** begin **

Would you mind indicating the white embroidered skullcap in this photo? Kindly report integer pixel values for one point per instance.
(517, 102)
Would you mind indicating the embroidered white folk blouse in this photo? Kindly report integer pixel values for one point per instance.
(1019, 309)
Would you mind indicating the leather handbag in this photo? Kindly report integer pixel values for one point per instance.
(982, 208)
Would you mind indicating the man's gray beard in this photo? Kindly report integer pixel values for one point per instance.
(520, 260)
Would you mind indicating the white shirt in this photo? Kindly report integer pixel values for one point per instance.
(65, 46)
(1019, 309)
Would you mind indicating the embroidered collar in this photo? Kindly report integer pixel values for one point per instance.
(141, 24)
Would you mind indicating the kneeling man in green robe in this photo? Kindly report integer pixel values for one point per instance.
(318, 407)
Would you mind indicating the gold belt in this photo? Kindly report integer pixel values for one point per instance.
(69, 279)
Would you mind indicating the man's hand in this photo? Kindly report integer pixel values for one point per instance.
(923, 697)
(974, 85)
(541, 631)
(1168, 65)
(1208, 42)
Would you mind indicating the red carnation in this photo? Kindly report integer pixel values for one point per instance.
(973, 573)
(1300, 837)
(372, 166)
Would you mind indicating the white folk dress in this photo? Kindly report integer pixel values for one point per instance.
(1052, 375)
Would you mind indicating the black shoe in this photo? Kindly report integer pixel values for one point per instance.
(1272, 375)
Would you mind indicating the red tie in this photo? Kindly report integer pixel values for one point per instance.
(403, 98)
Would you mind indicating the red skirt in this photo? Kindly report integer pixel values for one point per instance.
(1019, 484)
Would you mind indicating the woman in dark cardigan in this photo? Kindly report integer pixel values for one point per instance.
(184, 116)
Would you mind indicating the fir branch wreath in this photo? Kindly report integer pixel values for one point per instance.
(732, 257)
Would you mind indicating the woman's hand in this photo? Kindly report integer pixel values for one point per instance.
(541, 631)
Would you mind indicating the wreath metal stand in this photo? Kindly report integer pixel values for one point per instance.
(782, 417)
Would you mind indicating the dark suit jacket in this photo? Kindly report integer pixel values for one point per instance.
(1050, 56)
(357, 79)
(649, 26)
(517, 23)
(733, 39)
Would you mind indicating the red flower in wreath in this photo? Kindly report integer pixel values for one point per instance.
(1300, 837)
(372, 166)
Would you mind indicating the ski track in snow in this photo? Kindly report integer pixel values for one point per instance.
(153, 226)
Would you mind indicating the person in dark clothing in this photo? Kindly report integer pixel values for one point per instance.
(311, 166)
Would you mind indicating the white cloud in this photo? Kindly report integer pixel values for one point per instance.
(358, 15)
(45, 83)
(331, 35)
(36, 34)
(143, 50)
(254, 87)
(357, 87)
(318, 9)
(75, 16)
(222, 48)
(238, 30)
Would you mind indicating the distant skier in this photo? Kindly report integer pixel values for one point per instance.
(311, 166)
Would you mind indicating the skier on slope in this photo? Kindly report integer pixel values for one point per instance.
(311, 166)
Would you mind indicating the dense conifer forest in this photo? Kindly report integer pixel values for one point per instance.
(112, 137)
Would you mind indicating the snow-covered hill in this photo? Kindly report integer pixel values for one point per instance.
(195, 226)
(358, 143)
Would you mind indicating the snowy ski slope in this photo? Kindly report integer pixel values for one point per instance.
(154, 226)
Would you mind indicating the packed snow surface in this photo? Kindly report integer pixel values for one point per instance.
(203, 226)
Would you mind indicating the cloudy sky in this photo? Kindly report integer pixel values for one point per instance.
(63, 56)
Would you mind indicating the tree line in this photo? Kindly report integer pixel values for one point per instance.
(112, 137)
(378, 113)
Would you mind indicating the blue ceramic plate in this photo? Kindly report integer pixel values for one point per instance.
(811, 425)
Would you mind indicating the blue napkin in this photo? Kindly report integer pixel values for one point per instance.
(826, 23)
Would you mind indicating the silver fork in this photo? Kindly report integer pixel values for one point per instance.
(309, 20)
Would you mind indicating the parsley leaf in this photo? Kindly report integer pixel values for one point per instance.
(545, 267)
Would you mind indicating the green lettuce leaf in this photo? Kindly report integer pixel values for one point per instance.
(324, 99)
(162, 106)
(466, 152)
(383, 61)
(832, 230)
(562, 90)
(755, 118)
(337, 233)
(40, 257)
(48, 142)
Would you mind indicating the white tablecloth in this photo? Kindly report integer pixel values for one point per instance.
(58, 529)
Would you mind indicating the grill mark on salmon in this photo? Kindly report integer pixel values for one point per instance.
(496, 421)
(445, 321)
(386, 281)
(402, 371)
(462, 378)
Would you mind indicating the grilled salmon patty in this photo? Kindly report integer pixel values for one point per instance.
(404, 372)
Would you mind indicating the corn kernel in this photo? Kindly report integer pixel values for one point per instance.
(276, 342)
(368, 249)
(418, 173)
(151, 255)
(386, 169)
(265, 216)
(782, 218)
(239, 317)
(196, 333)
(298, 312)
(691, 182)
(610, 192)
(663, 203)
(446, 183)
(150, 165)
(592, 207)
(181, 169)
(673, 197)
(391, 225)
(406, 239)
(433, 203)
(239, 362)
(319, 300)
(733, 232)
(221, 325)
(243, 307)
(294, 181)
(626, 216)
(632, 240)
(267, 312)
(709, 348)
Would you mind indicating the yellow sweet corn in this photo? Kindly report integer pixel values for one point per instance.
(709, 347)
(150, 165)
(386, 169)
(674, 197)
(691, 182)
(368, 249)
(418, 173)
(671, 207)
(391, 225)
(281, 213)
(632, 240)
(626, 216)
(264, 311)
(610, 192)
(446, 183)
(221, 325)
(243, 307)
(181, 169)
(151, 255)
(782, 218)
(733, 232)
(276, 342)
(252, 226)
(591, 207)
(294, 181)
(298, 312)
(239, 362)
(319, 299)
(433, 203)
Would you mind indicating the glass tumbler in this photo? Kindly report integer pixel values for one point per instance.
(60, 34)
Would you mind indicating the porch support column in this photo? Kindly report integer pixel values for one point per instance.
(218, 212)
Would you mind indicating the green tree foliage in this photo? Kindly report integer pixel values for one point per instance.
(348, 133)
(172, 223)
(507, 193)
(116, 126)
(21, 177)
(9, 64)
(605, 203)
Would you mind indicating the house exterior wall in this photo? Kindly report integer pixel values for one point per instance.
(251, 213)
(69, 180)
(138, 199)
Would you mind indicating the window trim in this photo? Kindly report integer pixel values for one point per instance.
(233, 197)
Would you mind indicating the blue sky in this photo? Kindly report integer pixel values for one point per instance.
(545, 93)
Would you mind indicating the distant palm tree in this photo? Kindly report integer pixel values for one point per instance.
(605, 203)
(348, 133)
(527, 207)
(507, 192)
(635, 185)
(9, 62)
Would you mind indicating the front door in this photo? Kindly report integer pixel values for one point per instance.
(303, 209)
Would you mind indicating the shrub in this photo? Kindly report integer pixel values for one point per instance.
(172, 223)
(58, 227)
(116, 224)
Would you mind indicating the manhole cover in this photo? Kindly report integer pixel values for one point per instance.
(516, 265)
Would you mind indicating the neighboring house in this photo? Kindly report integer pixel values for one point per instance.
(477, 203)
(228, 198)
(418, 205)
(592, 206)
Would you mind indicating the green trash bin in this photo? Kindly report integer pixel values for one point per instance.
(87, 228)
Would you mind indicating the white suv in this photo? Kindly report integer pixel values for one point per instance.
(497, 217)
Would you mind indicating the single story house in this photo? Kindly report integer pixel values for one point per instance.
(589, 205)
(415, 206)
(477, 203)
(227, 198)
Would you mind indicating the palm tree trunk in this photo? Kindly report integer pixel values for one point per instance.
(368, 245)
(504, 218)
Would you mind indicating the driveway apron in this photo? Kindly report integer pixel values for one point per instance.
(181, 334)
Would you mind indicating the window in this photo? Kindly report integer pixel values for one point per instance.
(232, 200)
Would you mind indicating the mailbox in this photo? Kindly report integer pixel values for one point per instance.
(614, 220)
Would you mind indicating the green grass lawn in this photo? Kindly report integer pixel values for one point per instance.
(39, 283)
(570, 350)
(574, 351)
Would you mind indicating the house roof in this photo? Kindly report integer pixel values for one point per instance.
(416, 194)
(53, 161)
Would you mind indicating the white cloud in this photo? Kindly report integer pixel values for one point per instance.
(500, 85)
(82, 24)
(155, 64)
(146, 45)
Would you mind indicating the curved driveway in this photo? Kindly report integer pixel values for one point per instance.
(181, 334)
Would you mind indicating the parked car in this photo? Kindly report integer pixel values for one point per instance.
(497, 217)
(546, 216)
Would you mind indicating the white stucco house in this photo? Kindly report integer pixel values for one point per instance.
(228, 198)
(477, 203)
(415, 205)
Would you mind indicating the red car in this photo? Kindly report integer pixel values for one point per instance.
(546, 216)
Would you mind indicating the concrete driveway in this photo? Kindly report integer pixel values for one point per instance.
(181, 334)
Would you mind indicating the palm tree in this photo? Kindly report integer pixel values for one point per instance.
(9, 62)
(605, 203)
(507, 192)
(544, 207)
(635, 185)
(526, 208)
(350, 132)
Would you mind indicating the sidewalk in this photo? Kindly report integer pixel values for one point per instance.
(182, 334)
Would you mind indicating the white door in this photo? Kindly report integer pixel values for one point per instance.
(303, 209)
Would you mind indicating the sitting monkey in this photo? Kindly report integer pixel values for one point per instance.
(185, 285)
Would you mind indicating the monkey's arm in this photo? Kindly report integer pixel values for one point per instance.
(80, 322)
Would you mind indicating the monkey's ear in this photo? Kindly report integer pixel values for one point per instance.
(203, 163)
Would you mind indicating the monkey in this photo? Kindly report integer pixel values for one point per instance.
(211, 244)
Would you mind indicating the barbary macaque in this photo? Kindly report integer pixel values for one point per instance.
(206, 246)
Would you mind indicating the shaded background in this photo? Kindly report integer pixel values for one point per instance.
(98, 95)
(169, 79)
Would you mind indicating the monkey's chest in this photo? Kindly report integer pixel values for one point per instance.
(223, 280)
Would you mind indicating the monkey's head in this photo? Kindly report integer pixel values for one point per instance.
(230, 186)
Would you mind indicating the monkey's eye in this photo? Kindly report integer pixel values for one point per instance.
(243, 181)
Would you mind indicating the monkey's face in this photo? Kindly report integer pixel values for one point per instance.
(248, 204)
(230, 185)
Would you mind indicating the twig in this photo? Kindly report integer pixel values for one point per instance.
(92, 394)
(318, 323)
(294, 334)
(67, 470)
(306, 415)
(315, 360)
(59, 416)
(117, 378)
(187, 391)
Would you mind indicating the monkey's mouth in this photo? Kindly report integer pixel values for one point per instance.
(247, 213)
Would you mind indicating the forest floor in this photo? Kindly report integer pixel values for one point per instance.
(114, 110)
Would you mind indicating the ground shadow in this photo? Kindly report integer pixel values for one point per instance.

** end **

Exactly reproduce the lines that run from the line with "Would you mind indicating the monkey's face" through the last line of the records, inclusive.

#### ANSWER TO THIS PROBLEM:
Would you mind indicating the monkey's face in this photo? Kindly report integer pixel values for one point per instance.
(248, 204)
(230, 185)
Would you mind indicating the twig in this photo? Kindly report integer pixel values for one point per instance.
(92, 394)
(318, 323)
(294, 334)
(67, 470)
(306, 415)
(315, 360)
(59, 416)
(117, 378)
(187, 391)
Would you mind indicating the monkey's mouth in this photo? Kindly report integer pixel values for one point per instance.
(247, 213)
Would you mind indicating the forest floor in this photo? Kindly report integer pixel values for one point per instance.
(114, 110)
Would you mind indicating the ground shadow in this photo? Kindly report integer pixel values for one point per instance.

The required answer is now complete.